- **WRITTEN INSTRUCTION**: Extract all of the rows that follow and reproduce every line without any change.

- **PROVIDED RECORDS**:
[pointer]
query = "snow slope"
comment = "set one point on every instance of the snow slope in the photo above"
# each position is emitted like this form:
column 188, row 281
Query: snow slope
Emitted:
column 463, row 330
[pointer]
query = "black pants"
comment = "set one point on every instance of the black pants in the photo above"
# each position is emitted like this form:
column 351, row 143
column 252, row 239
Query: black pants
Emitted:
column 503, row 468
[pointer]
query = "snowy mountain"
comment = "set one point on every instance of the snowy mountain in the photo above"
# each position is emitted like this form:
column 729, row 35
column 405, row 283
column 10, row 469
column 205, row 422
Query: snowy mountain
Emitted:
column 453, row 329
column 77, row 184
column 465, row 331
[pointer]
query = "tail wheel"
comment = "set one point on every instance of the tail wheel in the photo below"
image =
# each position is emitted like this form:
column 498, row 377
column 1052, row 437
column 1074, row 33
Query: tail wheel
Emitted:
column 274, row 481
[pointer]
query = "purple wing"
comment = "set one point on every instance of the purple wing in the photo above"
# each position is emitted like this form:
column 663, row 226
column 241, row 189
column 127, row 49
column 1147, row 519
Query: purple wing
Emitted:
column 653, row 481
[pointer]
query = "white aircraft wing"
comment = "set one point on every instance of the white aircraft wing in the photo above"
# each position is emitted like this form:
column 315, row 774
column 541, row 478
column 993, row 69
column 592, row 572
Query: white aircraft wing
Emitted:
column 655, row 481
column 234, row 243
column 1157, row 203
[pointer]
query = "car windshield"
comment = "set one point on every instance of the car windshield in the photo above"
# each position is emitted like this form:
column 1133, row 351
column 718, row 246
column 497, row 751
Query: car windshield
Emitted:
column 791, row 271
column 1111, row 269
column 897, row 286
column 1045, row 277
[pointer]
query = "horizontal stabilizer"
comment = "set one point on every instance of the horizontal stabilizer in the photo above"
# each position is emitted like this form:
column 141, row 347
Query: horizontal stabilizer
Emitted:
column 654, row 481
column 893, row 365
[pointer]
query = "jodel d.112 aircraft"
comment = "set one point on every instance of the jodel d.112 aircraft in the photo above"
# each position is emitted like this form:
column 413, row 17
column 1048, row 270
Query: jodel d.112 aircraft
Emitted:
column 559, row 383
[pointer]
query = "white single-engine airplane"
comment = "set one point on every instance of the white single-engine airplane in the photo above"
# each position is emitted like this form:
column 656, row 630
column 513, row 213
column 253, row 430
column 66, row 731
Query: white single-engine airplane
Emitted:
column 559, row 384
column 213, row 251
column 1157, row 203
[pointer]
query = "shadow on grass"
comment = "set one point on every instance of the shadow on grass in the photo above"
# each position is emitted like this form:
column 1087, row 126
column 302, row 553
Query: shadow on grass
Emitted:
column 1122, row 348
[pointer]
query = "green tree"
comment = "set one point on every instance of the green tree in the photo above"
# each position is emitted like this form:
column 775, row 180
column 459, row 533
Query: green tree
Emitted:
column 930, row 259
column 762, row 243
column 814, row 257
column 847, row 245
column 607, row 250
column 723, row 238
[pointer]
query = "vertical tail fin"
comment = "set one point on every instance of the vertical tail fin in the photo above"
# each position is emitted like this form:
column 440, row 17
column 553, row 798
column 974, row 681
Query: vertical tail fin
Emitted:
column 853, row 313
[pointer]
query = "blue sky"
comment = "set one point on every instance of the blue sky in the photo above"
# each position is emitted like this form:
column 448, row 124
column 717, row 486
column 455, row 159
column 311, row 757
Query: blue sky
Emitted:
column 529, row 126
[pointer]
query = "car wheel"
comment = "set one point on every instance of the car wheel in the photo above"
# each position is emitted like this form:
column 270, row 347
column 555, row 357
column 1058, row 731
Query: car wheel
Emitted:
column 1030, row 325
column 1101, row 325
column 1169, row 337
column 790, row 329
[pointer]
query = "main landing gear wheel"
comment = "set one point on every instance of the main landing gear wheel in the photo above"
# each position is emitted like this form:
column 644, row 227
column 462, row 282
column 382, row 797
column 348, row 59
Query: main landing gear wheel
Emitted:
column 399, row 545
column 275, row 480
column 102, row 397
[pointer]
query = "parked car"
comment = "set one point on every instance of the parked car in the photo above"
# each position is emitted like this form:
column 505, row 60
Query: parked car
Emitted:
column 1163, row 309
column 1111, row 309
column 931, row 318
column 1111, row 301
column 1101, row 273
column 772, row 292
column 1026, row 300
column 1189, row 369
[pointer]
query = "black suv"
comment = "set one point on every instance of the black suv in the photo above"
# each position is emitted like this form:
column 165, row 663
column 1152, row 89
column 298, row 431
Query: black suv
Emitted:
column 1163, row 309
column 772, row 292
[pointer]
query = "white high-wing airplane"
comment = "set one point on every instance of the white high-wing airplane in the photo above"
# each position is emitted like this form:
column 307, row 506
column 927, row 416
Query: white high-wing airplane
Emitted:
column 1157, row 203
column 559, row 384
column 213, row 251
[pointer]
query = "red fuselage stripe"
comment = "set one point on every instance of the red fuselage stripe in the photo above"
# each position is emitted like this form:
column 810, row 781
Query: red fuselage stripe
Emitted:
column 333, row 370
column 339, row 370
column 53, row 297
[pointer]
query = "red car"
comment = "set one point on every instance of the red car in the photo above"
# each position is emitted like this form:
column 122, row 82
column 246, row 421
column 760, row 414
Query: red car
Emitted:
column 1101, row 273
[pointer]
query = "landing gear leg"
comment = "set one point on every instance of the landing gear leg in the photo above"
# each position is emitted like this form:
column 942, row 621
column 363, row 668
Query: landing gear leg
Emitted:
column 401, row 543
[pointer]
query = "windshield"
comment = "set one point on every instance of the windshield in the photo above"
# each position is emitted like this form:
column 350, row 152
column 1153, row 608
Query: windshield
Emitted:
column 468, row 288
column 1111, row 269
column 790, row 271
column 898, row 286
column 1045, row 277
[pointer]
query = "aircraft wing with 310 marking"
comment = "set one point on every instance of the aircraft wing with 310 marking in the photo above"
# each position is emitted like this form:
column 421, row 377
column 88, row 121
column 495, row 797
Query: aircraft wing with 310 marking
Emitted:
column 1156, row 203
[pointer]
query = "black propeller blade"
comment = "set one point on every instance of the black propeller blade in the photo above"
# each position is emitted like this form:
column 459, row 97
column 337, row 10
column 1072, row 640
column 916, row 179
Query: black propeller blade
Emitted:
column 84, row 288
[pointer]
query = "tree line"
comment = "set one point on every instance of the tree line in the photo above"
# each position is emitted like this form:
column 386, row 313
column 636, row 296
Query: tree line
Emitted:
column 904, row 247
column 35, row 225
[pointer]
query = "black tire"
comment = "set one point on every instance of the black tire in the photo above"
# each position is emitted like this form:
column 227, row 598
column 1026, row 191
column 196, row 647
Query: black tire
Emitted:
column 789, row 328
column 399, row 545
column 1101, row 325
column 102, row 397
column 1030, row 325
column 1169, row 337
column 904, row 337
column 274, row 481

- **ANSWER**:
[pointer]
query = "snow slope"
comment = "set one point on every instance of the snow slope in the photo above"
# each position is emitted like this form:
column 188, row 281
Query: snow slope
Emitted:
column 463, row 330
[pointer]
query = "black pants"
comment = "set one point on every instance of the black pants in the photo above"
# each position is emitted like this form:
column 351, row 143
column 252, row 239
Query: black pants
Emitted:
column 503, row 468
[pointer]
query = "snowy mountain"
comment = "set one point on every instance of the snowy mountain in the photo above"
# each position is emitted like this form:
column 729, row 35
column 405, row 283
column 10, row 469
column 205, row 422
Query: snowy mountain
Emitted:
column 453, row 329
column 77, row 184
column 465, row 331
[pointer]
query = "tail wheel"
comment = "set one point on every instance of the tail wheel in the photo below"
image =
# each position is emitted like this form:
column 498, row 377
column 1052, row 437
column 1074, row 33
Query: tail wheel
Emitted:
column 274, row 481
[pointer]
query = "purple wing"
comment = "set one point on every instance of the purple wing in the photo above"
# each position is emitted like this form:
column 663, row 226
column 241, row 189
column 127, row 49
column 1147, row 519
Query: purple wing
Emitted:
column 653, row 481
[pointer]
query = "white aircraft wing"
comment = "set one point on every instance of the white aircraft wing in the photo above"
# each position is emitted like this form:
column 315, row 774
column 541, row 478
column 993, row 69
column 592, row 572
Query: white aircraft wing
Emitted:
column 655, row 481
column 234, row 243
column 1157, row 203
[pointer]
query = "car windshield"
comment = "set one point on every instance of the car windshield in the photo above"
# each position is emitted like this form:
column 1133, row 351
column 718, row 246
column 497, row 751
Query: car windshield
Emitted:
column 791, row 271
column 1111, row 269
column 897, row 286
column 1045, row 277
[pointer]
query = "horizontal stabilizer"
comment = "set one point on every instance of the horizontal stabilizer in the photo above"
# each position is emitted like this form:
column 141, row 347
Query: horizontal stabilizer
Emitted:
column 654, row 481
column 893, row 365
[pointer]
query = "jodel d.112 aircraft"
comment = "set one point on every instance of the jodel d.112 aircraft in the photo above"
# each position is emitted like this form:
column 413, row 17
column 1048, row 270
Query: jodel d.112 aircraft
Emitted:
column 559, row 383
[pointer]
query = "white single-engine airplane"
comment = "set one point on every instance of the white single-engine airplane in the photo above"
# each position is emitted like this form:
column 656, row 630
column 513, row 213
column 253, row 430
column 66, row 731
Query: white single-engine airplane
Emitted:
column 559, row 384
column 213, row 251
column 1157, row 203
[pointer]
query = "shadow on grass"
comment = "set one point on every instance of the shadow on grass in the photo above"
# each position is emitted like this form:
column 1087, row 126
column 302, row 553
Query: shadow on grass
Emitted:
column 1122, row 348
[pointer]
query = "green tree"
comment = "set one point on every instance of the green tree in the photo above"
# each position is emitted like this form:
column 775, row 180
column 459, row 533
Query: green tree
Emitted:
column 930, row 259
column 762, row 243
column 814, row 257
column 847, row 245
column 607, row 250
column 723, row 238
[pointer]
query = "vertical tail fin"
comment = "set one point on every instance of the vertical tail fin in the photo above"
# each position is emitted like this form:
column 440, row 17
column 553, row 798
column 974, row 681
Query: vertical tail fin
Emitted:
column 853, row 313
[pointer]
query = "blue sky"
comment = "set one point on every instance of the blue sky in the photo above"
# each position is emitted like this form:
column 448, row 124
column 717, row 486
column 455, row 159
column 311, row 757
Query: blue sky
Emitted:
column 529, row 126
[pointer]
query = "car wheel"
comment = "set one point on every instance of the car wheel in the photo above"
# each position is emitted like this form:
column 270, row 347
column 555, row 357
column 1058, row 731
Query: car wheel
Emitted:
column 1030, row 325
column 1101, row 325
column 1169, row 337
column 790, row 329
[pointer]
query = "main landing gear wheel"
comment = "set one point on every instance of the main landing gear wheel in the photo above"
# each position is emitted like this form:
column 644, row 227
column 462, row 282
column 382, row 797
column 348, row 59
Query: main landing gear wheel
Emitted:
column 399, row 545
column 275, row 480
column 102, row 397
[pointer]
query = "parked car"
comment = "set one point on every instance of the parked car in the photo above"
# each position is emitted like this form:
column 505, row 60
Query: parked car
Emitted:
column 1163, row 309
column 1111, row 309
column 931, row 318
column 1111, row 301
column 1101, row 273
column 772, row 292
column 1026, row 300
column 1189, row 369
[pointer]
query = "black suv"
comment = "set one point on every instance of the black suv in the photo above"
# each position is emitted like this form:
column 165, row 663
column 1152, row 89
column 298, row 431
Query: black suv
Emitted:
column 1163, row 309
column 772, row 292
[pointer]
query = "white high-wing airplane"
comment = "set one point on every instance of the white high-wing airplane in the photo above"
# each position is emitted like this form:
column 307, row 506
column 927, row 416
Query: white high-wing airplane
Emitted:
column 1157, row 203
column 559, row 384
column 213, row 251
[pointer]
query = "red fuselage stripe"
comment = "set one point on every instance of the red fuselage stripe in the photo above"
# each position is emitted like this form:
column 810, row 781
Query: red fuselage stripe
Emitted:
column 333, row 370
column 339, row 370
column 53, row 297
[pointer]
query = "red car"
comment = "set one point on every instance of the red car in the photo above"
# each position is emitted like this form:
column 122, row 82
column 246, row 421
column 760, row 414
Query: red car
Emitted:
column 1101, row 273
[pointer]
query = "landing gear leg"
comment = "set one point on every instance of the landing gear leg in the photo above"
# each position is emitted like this form:
column 942, row 621
column 363, row 668
Query: landing gear leg
Emitted:
column 401, row 543
[pointer]
query = "windshield"
comment = "set one point on every instance of the windshield in the photo above"
# each position is emitted like this form:
column 350, row 152
column 1153, row 608
Query: windshield
Emitted:
column 468, row 288
column 1111, row 269
column 790, row 271
column 898, row 286
column 1045, row 277
[pointer]
query = "aircraft wing with 310 marking"
comment = "set one point on every instance of the aircraft wing with 310 marking in the photo above"
# each position is emitted like this form:
column 421, row 377
column 88, row 121
column 495, row 797
Query: aircraft wing with 310 marking
Emitted:
column 1156, row 203
[pointer]
query = "black propeller blade"
comment = "set one point on every instance of the black propeller blade in the photo above"
# each position is emitted like this form:
column 459, row 97
column 337, row 10
column 1072, row 640
column 916, row 179
Query: black propeller blade
Emitted:
column 84, row 288
[pointer]
query = "tree line"
comment = "set one point on every instance of the tree line in the photo above"
# each position is emitted like this form:
column 386, row 313
column 636, row 296
Query: tree line
Emitted:
column 904, row 247
column 35, row 225
[pointer]
query = "black tire"
comment = "set one point on every instance of the black tire in the photo above"
# each position is emitted like this form:
column 227, row 598
column 1026, row 191
column 196, row 647
Query: black tire
Emitted:
column 789, row 328
column 399, row 545
column 1101, row 325
column 102, row 397
column 1030, row 325
column 1169, row 337
column 904, row 337
column 274, row 481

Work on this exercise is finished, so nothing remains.